• _EXPLORE THE MATERIAL_
1. Please copy the passage from the hospitality tech roundup word for word, beginning at the words that contain "Non-integrated app listed" and stopping after "to promote it.".
2. Answer these questions from the hospitality tech roundup:
(a) Who wrote The Franchising Handbook?
(b) What other name does the roundup give for smartphone separation anxiety?
(c) What share of companies that saw customer loyalty decline over the past year did not have a mobile app?

─── SELECTED EXTRACT

This month we learn that Smartphone separation anxiety is actually a thing – and it’s on the rise, self-order kiosks aren’t just for the big, well-funded chains and that integration, engagement through loyalty and focusing on incremental revenue are keys of mobile app success for operators. Here are some more of the top Hospitality tech stories for August:
Innovation is the only path to restaurant loyalty
The author of The Franchising Handbook, Charles Reader, says that brands that strategize, innovate and create new ideas as quickly, fluidly and constantly as innovations demand, will truly thrive. His key takeaways as reported by Fast Casual, include:
- Only sustaining innovation substantially improves restaurant brands enough to equal business success over the long haul
- Sustained innovation is needed to meet consumers’ demand not only for ever faster service but different types of service as well as different products that contribute to health and well-being
- Areas to consider for restaurant innovation include:
- Audience participation opportunities such as personalisation
- Virtual reality
- Augmented reality such as the ability to scan a plate of food to obtain health benefit information
- Subscription service models
Smartphone separation anxiety on the rise as consumers see mobiles as an extension of themselves
Smartphone separation anxiety or ‘nomophobia’ is on the rise according to The Independent and it has little to do with the ability to make or receive calls. Smartphones have become so advanced and personal to us that they’re becoming an extension of ourselves. Smartphone and app development means greater personalisation and customisation which inevitably leads to greater user attachment. Although nomophobia isn’t a specific mental disorder, studies have shown that having a smartphone, even when turned off or face down, within reach reduced cognitive capacity.
Non-integrated app listed as 1 of the 10 things to avoid when launching a mobile app
66% of companies that have seen a decline in customer loyalty over the past year did not have a mobile app according to Appetentive and reported by Fast Casual. Mistakes to avoid when launching an app include:
- Non-integrated app. Have a plan to train your team and integrate the app into operating processes. Leverage existing marketing channels to promote it.

──────
─── INFORMATION SHOWN

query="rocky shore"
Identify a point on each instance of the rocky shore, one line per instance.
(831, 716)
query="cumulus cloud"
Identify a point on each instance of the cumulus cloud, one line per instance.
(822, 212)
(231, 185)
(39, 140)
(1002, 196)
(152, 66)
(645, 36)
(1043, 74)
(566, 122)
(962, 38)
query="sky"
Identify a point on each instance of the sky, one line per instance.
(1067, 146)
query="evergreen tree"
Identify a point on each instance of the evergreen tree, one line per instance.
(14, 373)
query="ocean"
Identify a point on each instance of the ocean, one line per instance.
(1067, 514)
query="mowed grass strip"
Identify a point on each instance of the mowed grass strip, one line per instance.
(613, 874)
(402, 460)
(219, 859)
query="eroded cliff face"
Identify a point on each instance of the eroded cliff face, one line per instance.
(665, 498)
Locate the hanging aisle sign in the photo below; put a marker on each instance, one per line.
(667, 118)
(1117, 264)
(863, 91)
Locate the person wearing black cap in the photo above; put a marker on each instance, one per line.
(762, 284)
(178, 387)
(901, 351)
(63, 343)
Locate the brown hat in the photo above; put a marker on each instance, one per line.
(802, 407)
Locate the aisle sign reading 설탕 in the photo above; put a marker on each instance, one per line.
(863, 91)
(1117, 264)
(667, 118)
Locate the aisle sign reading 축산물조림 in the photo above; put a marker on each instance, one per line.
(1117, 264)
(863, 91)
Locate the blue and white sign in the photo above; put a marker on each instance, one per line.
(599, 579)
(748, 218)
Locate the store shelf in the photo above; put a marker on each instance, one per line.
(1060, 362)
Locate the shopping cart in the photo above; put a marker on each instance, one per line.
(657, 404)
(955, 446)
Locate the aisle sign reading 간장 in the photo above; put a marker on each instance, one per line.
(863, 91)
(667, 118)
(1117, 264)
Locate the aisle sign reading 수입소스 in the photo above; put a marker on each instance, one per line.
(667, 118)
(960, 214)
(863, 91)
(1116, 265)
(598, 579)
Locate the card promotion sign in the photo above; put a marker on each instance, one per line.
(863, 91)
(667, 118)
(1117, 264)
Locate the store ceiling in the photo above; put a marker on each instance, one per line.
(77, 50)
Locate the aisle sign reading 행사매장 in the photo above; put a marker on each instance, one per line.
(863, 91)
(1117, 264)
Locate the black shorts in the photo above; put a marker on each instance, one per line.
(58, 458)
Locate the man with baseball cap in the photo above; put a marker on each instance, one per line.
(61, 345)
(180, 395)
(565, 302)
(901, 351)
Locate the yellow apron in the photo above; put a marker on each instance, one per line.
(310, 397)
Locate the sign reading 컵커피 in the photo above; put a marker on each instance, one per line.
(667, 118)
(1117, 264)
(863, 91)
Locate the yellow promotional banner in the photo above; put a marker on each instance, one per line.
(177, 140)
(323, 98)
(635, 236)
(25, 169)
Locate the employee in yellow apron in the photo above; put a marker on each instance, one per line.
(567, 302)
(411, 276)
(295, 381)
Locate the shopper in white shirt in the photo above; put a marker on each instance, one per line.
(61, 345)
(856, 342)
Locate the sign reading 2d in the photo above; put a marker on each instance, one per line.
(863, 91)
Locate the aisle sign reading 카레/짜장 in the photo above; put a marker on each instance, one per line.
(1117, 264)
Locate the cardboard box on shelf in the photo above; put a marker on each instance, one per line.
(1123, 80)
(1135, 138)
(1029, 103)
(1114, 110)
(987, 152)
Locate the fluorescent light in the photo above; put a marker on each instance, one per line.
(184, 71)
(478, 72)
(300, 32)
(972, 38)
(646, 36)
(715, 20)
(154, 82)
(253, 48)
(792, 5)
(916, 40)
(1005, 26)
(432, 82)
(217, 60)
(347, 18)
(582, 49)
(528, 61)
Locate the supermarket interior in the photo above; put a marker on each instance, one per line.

──────

• _RESPONSES PER TASK_
1.
Non-integrated app listed as 1 of the 10 things to avoid when launching a mobile app
66% of companies that have seen a decline in customer loyalty over the past year did not have a mobile app according to Appetentive and reported by Fast Casual. Mistakes to avoid when launching an app include:
- Non-integrated app. Have a plan to train your team and integrate the app into operating processes. Leverage existing marketing channels to promote it.

2.
(a) Charles Reader
(b) Nomophobia
(c) 66%